* **Short task**
From the line containing "Q: For the blush" down to the last line of the records below, copy every line exactly. Leave out everything before it.

* **The data**
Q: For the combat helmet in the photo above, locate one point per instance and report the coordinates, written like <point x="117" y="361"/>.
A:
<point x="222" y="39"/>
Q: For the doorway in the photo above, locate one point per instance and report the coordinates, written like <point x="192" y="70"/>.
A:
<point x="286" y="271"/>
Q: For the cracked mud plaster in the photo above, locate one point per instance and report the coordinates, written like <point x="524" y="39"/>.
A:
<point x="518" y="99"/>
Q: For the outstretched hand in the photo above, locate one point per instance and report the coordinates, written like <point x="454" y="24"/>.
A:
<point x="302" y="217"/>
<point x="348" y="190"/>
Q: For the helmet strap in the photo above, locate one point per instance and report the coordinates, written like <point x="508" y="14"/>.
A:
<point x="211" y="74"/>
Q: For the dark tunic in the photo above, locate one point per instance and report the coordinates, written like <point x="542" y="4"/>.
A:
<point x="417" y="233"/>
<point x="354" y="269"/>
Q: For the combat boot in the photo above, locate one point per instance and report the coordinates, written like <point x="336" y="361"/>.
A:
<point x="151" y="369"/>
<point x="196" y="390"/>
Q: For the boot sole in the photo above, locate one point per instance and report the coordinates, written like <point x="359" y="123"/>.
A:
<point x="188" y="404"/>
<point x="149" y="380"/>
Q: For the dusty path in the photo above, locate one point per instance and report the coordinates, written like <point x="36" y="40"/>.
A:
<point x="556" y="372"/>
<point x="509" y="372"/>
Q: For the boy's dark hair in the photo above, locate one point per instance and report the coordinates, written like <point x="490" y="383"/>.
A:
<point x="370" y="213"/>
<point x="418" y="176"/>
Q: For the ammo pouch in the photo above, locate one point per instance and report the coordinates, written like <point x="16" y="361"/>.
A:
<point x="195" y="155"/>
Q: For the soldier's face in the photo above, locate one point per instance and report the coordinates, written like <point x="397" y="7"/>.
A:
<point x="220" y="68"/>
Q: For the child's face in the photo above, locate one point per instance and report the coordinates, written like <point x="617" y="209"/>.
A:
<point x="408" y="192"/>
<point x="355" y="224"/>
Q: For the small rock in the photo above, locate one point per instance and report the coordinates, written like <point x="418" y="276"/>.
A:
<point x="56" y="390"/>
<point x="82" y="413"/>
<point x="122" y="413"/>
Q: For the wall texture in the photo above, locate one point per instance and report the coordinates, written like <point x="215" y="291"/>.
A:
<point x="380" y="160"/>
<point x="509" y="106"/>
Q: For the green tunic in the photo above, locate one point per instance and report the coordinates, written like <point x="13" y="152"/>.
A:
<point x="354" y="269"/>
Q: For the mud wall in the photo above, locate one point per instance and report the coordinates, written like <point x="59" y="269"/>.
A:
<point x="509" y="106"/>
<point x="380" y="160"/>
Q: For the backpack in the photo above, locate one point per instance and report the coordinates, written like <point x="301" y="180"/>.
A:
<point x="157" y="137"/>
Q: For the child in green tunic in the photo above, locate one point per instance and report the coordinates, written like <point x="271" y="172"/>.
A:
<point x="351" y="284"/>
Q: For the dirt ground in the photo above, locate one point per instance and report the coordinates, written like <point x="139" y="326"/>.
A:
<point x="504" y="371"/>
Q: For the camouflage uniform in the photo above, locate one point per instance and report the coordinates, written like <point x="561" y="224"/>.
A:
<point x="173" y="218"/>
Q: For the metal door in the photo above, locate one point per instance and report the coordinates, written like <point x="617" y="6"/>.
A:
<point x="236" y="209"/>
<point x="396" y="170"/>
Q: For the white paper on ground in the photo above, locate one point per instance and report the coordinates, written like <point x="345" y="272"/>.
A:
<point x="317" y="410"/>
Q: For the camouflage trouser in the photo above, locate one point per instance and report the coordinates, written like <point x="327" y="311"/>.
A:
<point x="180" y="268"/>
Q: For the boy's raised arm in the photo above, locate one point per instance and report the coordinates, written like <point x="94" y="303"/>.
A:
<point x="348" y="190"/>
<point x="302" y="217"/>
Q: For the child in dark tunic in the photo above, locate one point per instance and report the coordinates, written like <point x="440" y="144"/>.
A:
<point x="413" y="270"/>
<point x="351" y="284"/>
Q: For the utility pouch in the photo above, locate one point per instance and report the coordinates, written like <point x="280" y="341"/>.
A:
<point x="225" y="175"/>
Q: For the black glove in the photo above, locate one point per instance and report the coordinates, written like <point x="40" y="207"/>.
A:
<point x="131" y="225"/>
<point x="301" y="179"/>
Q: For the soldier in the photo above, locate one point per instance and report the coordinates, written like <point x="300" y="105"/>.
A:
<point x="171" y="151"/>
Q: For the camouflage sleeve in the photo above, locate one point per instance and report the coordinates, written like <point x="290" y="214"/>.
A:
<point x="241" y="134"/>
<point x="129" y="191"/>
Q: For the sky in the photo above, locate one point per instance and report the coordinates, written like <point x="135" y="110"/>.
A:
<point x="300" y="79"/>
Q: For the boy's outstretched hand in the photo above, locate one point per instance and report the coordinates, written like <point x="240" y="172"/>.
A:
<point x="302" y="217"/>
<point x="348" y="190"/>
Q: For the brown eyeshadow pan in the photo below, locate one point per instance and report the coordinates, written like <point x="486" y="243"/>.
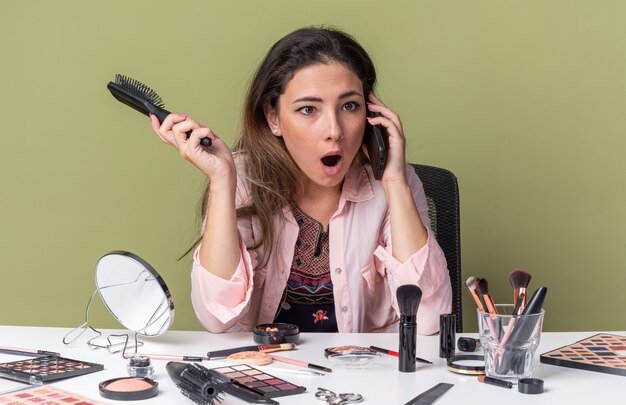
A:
<point x="259" y="382"/>
<point x="46" y="368"/>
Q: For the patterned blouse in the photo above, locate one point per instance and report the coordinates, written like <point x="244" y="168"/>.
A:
<point x="308" y="298"/>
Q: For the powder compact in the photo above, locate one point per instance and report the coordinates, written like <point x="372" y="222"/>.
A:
<point x="272" y="333"/>
<point x="128" y="388"/>
<point x="351" y="356"/>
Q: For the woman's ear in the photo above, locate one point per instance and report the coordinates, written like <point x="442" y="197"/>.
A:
<point x="271" y="116"/>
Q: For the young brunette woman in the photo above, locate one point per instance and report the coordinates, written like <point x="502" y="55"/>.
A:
<point x="296" y="229"/>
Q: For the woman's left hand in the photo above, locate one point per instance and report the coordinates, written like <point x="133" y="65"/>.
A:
<point x="395" y="166"/>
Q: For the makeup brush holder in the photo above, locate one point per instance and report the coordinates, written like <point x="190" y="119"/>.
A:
<point x="509" y="342"/>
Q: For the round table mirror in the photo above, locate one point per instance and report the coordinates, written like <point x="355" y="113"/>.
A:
<point x="134" y="293"/>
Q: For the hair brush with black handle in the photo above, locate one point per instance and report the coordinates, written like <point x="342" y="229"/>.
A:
<point x="142" y="98"/>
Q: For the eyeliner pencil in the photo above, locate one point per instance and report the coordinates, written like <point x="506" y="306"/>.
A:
<point x="256" y="348"/>
<point x="301" y="363"/>
<point x="396" y="354"/>
<point x="170" y="357"/>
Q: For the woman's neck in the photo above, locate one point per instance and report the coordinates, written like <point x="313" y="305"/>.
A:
<point x="320" y="203"/>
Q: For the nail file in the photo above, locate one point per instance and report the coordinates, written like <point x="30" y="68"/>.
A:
<point x="431" y="395"/>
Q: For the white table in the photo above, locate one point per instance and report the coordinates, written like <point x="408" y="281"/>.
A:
<point x="380" y="384"/>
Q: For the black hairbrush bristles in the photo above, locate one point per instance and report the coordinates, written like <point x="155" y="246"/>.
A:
<point x="196" y="383"/>
<point x="519" y="280"/>
<point x="142" y="98"/>
<point x="139" y="89"/>
<point x="409" y="297"/>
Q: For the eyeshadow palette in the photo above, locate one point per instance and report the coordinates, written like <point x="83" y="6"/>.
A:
<point x="48" y="368"/>
<point x="603" y="352"/>
<point x="258" y="381"/>
<point x="45" y="396"/>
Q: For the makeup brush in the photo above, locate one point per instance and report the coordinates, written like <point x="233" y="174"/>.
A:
<point x="142" y="98"/>
<point x="408" y="297"/>
<point x="196" y="383"/>
<point x="519" y="280"/>
<point x="470" y="285"/>
<point x="483" y="287"/>
<point x="479" y="292"/>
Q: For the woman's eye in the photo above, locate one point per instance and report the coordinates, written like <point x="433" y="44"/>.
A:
<point x="307" y="110"/>
<point x="351" y="106"/>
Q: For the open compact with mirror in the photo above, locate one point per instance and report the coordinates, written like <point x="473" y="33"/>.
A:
<point x="138" y="298"/>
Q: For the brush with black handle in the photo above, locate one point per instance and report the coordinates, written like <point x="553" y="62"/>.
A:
<point x="521" y="332"/>
<point x="409" y="297"/>
<point x="142" y="98"/>
<point x="519" y="280"/>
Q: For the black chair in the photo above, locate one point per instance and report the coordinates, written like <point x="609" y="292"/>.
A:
<point x="442" y="194"/>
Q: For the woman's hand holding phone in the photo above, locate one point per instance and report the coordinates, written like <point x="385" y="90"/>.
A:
<point x="395" y="159"/>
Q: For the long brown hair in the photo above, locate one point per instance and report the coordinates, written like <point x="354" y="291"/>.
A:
<point x="273" y="175"/>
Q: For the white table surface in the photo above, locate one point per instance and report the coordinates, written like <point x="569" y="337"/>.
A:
<point x="379" y="384"/>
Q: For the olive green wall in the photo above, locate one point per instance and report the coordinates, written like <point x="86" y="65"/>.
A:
<point x="524" y="100"/>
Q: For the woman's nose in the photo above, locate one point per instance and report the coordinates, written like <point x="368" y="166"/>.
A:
<point x="335" y="129"/>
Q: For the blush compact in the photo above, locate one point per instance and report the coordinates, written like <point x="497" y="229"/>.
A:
<point x="273" y="333"/>
<point x="128" y="388"/>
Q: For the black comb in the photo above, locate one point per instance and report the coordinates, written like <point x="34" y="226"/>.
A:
<point x="142" y="98"/>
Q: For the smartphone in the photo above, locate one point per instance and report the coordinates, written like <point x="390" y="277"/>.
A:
<point x="376" y="141"/>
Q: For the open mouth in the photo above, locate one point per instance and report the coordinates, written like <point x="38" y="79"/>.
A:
<point x="331" y="160"/>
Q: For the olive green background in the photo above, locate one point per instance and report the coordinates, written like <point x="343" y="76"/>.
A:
<point x="524" y="100"/>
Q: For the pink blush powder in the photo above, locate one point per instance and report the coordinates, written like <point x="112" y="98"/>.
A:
<point x="128" y="384"/>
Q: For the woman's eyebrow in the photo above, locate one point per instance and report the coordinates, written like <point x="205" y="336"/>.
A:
<point x="319" y="100"/>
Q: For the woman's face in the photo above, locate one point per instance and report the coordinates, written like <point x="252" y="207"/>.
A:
<point x="321" y="118"/>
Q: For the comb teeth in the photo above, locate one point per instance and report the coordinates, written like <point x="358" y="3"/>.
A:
<point x="139" y="89"/>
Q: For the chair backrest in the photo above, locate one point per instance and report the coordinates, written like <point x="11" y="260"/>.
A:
<point x="442" y="193"/>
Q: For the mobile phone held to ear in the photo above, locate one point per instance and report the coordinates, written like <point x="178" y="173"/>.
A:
<point x="376" y="141"/>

* **Exercise output**
Q: For the blush compact in the photo above, locate one point per instance and report the coordinates, written like <point x="497" y="229"/>.
A:
<point x="273" y="333"/>
<point x="128" y="388"/>
Q: For the black comb in the photo above, locate one point per instance and report the coordinates, written like <point x="34" y="226"/>.
A:
<point x="142" y="98"/>
Q: For the smartphone in the photo above, locate one point per instance and report the coordinates, written like <point x="390" y="277"/>.
A:
<point x="376" y="141"/>
Q: For the open mouth in the photo above, locate one point per instance and report the coordinates, written like <point x="38" y="79"/>.
A:
<point x="331" y="160"/>
Q: For the olive green background in the photo above, locate one point per instance and report the coordinates, written like <point x="343" y="76"/>.
A:
<point x="524" y="100"/>
Q: For the pink blush powder in the photo above, locate one point per instance and report the coordinates, written like <point x="112" y="98"/>.
A:
<point x="128" y="384"/>
Q: For the woman's eyebrow in the photo above, locate one point per instance and report the coordinates, written like <point x="205" y="336"/>.
A:
<point x="319" y="100"/>
Q: For the woman's face in the photo above, locate one point per instance and report the coordinates, written like <point x="252" y="207"/>.
A:
<point x="321" y="118"/>
Q: For the comb teeth in the photo above, locate one point per instance and report the coordinates, written like <point x="358" y="3"/>.
A:
<point x="139" y="89"/>
Q: For the chair backrest in the photo above, locate one point per instance and report the coordinates, written like <point x="11" y="260"/>.
A:
<point x="442" y="193"/>
Q: For the mobile phone held to ear in the photo above, locate one point per instance and report the coordinates, written like <point x="178" y="173"/>.
A:
<point x="376" y="141"/>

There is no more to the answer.